Provided material start

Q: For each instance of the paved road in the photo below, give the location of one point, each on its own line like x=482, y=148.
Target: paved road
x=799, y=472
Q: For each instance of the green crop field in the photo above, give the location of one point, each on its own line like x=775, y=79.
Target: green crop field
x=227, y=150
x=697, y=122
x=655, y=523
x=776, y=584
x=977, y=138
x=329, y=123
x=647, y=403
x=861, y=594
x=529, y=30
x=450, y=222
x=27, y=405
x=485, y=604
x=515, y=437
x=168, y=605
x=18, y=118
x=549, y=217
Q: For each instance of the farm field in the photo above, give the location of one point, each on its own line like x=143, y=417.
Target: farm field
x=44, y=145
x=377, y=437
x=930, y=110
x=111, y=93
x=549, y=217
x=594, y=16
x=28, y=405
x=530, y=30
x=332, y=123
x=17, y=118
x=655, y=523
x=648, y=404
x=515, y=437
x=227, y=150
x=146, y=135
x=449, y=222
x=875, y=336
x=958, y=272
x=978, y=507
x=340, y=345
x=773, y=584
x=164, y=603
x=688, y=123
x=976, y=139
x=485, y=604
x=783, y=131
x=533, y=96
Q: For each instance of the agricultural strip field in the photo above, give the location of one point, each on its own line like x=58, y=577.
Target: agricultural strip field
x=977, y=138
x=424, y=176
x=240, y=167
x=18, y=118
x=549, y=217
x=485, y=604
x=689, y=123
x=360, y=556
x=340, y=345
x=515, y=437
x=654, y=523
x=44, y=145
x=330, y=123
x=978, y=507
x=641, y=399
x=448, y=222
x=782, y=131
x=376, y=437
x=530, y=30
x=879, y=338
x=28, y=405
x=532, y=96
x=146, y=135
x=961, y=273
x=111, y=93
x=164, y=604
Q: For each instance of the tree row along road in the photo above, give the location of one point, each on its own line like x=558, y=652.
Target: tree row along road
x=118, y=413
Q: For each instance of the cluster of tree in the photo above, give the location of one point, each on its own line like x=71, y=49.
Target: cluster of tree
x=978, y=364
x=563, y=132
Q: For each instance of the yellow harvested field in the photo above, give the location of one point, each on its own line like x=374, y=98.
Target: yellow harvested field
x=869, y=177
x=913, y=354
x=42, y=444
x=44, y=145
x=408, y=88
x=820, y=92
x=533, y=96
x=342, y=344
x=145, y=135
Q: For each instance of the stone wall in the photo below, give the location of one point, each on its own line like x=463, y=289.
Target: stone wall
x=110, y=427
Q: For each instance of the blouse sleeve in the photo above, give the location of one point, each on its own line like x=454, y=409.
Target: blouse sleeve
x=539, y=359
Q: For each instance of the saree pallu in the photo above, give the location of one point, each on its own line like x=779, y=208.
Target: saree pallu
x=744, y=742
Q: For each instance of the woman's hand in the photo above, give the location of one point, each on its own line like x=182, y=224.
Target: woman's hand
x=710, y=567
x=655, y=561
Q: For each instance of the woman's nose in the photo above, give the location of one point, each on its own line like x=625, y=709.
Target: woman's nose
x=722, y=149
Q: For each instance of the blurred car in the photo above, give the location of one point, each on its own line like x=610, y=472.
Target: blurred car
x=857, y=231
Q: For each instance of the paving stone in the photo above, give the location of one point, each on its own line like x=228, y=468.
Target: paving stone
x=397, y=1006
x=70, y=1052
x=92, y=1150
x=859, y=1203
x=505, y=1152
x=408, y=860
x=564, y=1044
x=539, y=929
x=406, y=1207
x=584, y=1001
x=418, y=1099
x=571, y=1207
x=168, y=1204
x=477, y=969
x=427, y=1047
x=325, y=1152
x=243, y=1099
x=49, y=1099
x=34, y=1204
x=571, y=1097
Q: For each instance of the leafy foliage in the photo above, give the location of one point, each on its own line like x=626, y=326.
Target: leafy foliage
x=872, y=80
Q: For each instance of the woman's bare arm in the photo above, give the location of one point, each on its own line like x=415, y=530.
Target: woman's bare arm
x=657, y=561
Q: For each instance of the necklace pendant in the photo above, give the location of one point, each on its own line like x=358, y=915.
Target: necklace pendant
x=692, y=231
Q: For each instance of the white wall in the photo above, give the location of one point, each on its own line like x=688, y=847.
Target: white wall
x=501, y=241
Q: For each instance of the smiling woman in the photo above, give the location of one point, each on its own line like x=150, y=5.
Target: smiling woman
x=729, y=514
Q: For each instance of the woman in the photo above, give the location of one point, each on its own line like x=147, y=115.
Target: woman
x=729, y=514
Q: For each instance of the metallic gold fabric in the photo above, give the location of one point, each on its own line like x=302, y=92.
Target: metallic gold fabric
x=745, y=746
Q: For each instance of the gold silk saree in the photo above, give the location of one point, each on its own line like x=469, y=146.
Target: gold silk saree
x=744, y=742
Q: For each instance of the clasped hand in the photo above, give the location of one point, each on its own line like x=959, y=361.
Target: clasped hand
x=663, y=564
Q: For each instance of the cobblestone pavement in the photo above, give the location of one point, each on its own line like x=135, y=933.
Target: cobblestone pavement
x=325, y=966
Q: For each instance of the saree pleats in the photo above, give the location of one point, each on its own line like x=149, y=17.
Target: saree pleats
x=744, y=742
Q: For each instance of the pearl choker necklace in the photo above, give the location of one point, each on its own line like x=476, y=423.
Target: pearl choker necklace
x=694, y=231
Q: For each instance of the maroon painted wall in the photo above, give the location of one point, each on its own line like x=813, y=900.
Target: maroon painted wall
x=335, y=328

Provided material end

Exercise:
Copy the material above word for word, beginning at the line that contains "Q: For each instance of the cluster" and stopping after the line that contains "x=539, y=359".

Exercise output:
Q: For each instance of the cluster of tree in the photo above, give the location of one point, each on its own line like x=71, y=49.
Target: cluster of tree
x=978, y=364
x=563, y=132
Q: For each instance of the yellow harvested field in the photo above, give the location of one point, each on its own line like x=374, y=98.
Target: yellow harvested field
x=869, y=177
x=913, y=354
x=42, y=444
x=44, y=145
x=408, y=88
x=820, y=92
x=533, y=96
x=342, y=344
x=145, y=135
Q: For each instance of the stone wall in the photo below, give the location of one point, each on its own line like x=463, y=289.
Target: stone wall
x=110, y=427
Q: For each instance of the blouse sleeve in the photo above, give the location of one point, each on its own line like x=454, y=409.
Target: blouse sleeve
x=539, y=359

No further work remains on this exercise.